It's also a heavy metal band, but I don't think YJ had that in mind.

He said that he came up with the word himself and Diamond Heart said that it was a real thing, then went on to describe it. YJ was shocked but said it fitted still. YJ now claims that he knew all along the meaning of 'hemlock' and that's why he chose it. But that is another story. The point is, that YJ thought 'Hemlock' was a suitable nickname because "he is poisonous to me".


I wasn't quite sure how to take that. Do I take it in the way that once I've taken a bite I will have the taste in my mouth until I die? Or that he will be the breaking of me and I should stay away? Or that he is intoxicating me and I have completely fallen for him? Or all of them?

I don't know.

Having successfully rambled for over three paragraphs, I should probably return to the little story I started that you have probably forgotten in all the time I did spend rambling. So on with the story!

Over the next two months, I never really got the opportunity to talk to him much. We were in the same art class, and he was the only one of a few boys in the class. He didn't really get on with the more popular group of boys, so talked with YJ, another male friend of ours who is in his form, another incredibly annoying "friend" of mine who I am relived that he does not get on with, and me.

**SET PROBLEM 1:**
According to the passage, why did YJ consider "Hemlock" a suitable nickname?
**SET PROBLEM 2:**
Reproduce the passage word for word, everything from "He said that" down to "I don't know.".
Rely solely on the passage when responding.

**DATA ROWS:**
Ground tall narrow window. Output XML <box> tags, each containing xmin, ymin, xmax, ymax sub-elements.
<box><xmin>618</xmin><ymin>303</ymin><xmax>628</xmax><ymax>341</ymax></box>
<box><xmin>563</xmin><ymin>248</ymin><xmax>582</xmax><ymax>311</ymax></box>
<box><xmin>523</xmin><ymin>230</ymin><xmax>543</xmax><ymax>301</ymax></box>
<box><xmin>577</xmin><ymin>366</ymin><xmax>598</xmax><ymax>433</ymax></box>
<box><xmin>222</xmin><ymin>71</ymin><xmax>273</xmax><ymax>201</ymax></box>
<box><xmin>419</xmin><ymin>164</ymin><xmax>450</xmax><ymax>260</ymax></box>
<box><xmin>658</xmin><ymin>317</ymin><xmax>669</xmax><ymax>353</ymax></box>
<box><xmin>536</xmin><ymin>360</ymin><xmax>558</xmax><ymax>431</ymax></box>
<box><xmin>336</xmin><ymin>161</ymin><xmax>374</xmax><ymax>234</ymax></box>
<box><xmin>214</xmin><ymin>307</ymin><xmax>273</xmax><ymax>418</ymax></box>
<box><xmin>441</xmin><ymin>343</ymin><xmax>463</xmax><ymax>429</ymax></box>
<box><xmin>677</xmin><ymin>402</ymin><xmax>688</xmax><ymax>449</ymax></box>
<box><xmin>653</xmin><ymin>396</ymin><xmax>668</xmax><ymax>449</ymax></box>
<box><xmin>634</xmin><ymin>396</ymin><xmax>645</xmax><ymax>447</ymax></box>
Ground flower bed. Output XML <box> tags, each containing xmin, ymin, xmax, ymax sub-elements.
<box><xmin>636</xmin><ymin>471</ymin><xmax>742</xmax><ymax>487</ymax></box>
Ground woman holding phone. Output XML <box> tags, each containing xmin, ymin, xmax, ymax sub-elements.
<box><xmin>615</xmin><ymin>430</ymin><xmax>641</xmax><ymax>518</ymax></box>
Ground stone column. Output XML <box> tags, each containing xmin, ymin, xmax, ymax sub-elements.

**CORRECT RESPONSE 1:**
YJ thought it suitable because "he is poisonous to me."

**CORRECT RESPONSE 2:**
He said that he came up with the word himself and Diamond Heart said that it was a real thing, then went on to describe it. YJ was shocked but said it fitted still. YJ now claims that he knew all along the meaning of 'hemlock' and that's why he chose it. But that is another story. The point is, that YJ thought 'Hemlock' was a suitable nickname because "he is poisonous to me".


I wasn't quite sure how to take that. Do I take it in the way that once I've taken a bite I will have the taste in my mouth until I die? Or that he will be the breaking of me and I should stay away? Or that he is intoxicating me and I have completely fallen for him? Or all of them?

I don't know.